* **Entries provided**:
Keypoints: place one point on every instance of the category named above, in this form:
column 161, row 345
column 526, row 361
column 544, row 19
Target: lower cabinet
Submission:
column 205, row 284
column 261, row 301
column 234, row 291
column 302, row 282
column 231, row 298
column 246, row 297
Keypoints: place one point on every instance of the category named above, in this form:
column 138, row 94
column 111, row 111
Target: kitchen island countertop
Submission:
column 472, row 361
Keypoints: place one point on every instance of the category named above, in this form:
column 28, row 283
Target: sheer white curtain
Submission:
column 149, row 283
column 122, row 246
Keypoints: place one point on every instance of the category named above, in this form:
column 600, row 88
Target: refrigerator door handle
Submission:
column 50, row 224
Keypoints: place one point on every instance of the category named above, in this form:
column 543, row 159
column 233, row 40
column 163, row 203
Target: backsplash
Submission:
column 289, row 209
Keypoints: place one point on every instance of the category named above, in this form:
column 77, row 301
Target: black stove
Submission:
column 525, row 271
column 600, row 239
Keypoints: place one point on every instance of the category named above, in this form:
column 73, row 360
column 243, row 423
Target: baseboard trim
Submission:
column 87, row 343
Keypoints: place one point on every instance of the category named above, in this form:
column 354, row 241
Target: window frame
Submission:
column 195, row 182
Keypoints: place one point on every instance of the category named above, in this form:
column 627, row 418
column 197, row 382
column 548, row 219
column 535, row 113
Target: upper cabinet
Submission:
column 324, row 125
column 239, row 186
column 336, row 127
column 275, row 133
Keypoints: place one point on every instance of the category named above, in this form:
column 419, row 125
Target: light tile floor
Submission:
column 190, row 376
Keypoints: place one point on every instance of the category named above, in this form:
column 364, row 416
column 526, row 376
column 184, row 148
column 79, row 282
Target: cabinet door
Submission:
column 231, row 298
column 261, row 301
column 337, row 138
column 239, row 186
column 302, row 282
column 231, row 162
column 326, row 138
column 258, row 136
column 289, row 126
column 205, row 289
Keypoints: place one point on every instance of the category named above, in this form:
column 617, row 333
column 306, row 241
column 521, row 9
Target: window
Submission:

* **What is required**: Reproduce every line above verbatim, keeping its wording, punctuation, and order unchanged.

* **The solution**:
Keypoints: place one point on every instance of the category named above, in this form:
column 161, row 345
column 526, row 361
column 544, row 19
Target: lower cabinet
Submission:
column 205, row 284
column 261, row 301
column 234, row 291
column 302, row 282
column 231, row 298
column 246, row 297
Keypoints: place one point on every instance of the category named above, in this form:
column 138, row 94
column 111, row 111
Target: kitchen island countertop
Submission:
column 472, row 361
Keypoints: place one point on every instance of the category named above, in this form:
column 28, row 283
Target: sheer white curtain
Submission:
column 149, row 283
column 122, row 246
Keypoints: place one point on every instance of the category named above, in this form:
column 600, row 88
Target: refrigerator door handle
Submission:
column 50, row 224
Keypoints: place one point on every instance of the category named above, in this form:
column 543, row 159
column 233, row 40
column 163, row 203
Target: backsplash
Submission:
column 289, row 209
Keypoints: place one point on every instance of the category named above, in this form:
column 77, row 301
Target: black stove
Submission:
column 525, row 271
column 600, row 239
Keypoints: place one point on every instance of the category named above, in this form:
column 73, row 360
column 243, row 423
Target: baseboard trim
Submission:
column 87, row 343
Keypoints: place one point on every instance of the category named above, in this form:
column 354, row 241
Target: window frame
Submission:
column 195, row 182
Keypoints: place one point on every instance of the category named above, in this form:
column 627, row 418
column 197, row 382
column 548, row 219
column 535, row 113
Target: upper cabinet
Submission:
column 324, row 125
column 239, row 186
column 336, row 127
column 275, row 133
Keypoints: place one point on every instance of the category named above, in this form:
column 419, row 125
Target: light tile floor
Submission:
column 190, row 376
Keypoints: place one point on every instance of the category named above, in this form:
column 364, row 416
column 526, row 376
column 184, row 148
column 79, row 282
Target: cabinet door
Submission:
column 231, row 298
column 261, row 301
column 337, row 138
column 239, row 186
column 302, row 282
column 231, row 162
column 326, row 138
column 258, row 136
column 289, row 126
column 205, row 289
Keypoints: place one point on every instance of the category named above, in this form:
column 617, row 333
column 306, row 241
column 521, row 9
Target: window
Submission:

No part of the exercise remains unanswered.